> [ZU ERLEDIGENDE AUFGABE]:
Wie lautet die Passage des Textes über den Wandel im Handel zwischen „Um diese Frage“ und „passfähig ausbilden sollten.“, beide eingeschlossen, wenn darin „Umwelt“ durch „Umgebung“ ersetzt wird?

> [DOKUMENTTEXT]:
━━━━━━

Darum erfordern neue Marktbedingungen im Handel ein neues Organisationsdesign

Viele historisch gewachsene Handelsorganisationen stehen gerade vor ihrer Transformation. Warum ist das so?

Um diese Frage zu beantworten, lohnt ein Blick in die Entwicklung der Märkte, denn Märkte sind Umwelt und damit Kontext der Handelsorganisationen und konditionieren damit die Art und Weise, wie sich Strukturen und Prozesse in den Organisationen passfähig ausbilden sollten. 

All unsere Erkenntnisse im Rahmen der Betriebswirtschaftslehre, auch die Idee, wie Unternehmen strukturiert und organisiert werden sollten, sind erfunden worden, wo ein global ungesättigter Markt vorherrschend war. Das war bis ca. 1980 der Fall. Dieser Markt wies bestimmte Charakteristika auf, die heute zumindest zu hinterfragen sind. Kunden oder Käufer hatten in dieser Phase relativ wenige Möglichkeiten Produkte und Services zu erwerben. Nehmen Sie nur das Beispiel des Kaufens eines Kleidungsstückes. Da waren die Verkaufsstätten in der Nähe des Wohnortes oder es gab Kataloge von einigen wenigen Anbietern, vor allem von den Vollsortimentern wie OTTO, Quelle oder Neckermann. Handelsorganisationen haben sich auf diesen Fakt eingestellt. Es war aus Sicht der Organisationen klar was getan werden musste. Es musste eben nur kostengünstig und schnell erfolgen. Auf Kunden musste nicht fokussiert werden, da diese ja sowieso aufgrund fehlender Alternativen bei den wenigen Handelsorganisationen gekauft haben.

━━━━━━

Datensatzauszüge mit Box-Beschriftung
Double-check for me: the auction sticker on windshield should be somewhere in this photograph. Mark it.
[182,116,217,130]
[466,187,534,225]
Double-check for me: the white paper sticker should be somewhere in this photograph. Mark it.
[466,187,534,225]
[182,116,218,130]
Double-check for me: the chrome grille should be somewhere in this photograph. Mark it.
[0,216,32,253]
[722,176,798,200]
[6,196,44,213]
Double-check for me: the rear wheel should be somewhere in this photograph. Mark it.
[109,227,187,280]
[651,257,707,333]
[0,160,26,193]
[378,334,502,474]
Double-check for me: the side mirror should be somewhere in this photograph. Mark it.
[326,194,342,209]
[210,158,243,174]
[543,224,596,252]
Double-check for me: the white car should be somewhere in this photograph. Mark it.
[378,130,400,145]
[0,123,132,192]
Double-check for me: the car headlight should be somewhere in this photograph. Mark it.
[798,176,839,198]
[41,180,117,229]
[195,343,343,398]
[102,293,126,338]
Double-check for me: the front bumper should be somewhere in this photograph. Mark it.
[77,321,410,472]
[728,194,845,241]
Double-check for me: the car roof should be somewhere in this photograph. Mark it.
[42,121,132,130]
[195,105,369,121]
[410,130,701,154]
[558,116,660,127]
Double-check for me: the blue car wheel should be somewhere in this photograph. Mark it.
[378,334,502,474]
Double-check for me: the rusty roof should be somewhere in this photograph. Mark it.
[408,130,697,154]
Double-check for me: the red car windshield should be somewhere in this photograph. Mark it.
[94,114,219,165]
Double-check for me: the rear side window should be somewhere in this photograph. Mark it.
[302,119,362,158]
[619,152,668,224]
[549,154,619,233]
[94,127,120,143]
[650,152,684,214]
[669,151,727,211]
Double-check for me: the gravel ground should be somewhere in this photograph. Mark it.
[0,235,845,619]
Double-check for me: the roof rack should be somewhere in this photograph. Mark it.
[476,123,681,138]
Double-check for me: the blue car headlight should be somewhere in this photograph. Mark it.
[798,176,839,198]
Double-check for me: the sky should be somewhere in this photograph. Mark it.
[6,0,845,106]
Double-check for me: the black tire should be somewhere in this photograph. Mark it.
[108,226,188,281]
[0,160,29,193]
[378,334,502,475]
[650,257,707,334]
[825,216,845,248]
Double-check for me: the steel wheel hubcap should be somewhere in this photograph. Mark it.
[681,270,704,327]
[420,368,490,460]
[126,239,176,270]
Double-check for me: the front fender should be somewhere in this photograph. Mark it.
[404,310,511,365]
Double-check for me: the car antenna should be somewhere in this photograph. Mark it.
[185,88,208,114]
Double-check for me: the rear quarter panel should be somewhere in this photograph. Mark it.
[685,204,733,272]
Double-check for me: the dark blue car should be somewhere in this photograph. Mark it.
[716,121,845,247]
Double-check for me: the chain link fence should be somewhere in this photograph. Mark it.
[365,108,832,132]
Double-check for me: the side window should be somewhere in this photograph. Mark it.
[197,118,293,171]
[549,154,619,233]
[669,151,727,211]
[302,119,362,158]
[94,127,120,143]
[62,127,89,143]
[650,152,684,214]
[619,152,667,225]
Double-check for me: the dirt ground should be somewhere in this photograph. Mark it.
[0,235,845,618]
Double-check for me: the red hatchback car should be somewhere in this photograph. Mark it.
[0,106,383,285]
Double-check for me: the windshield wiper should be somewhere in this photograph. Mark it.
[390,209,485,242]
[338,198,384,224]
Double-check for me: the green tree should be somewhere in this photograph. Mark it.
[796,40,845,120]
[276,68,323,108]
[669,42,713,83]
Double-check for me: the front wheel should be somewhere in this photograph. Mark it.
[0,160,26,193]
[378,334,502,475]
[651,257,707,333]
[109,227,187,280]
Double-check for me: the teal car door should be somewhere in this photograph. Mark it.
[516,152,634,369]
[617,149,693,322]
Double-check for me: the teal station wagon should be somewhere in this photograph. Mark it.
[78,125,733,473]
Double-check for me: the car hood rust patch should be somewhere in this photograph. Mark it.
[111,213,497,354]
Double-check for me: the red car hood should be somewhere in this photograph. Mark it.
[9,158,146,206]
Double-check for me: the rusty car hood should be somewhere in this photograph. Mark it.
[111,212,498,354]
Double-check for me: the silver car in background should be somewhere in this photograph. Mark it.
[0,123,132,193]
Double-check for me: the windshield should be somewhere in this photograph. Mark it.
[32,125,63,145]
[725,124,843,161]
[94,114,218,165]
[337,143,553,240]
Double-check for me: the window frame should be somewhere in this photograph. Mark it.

━━━━━━

> [ERGEBNIS]:
Um diese Frage zu beantworten, lohnt ein Blick in die Entwicklung der Märkte, denn Märkte sind Umgebung und damit Kontext der Handelsorganisationen und konditionieren damit die Art und Weise, wie sich Strukturen und Prozesse in den Organisationen passfähig ausbilden sollten.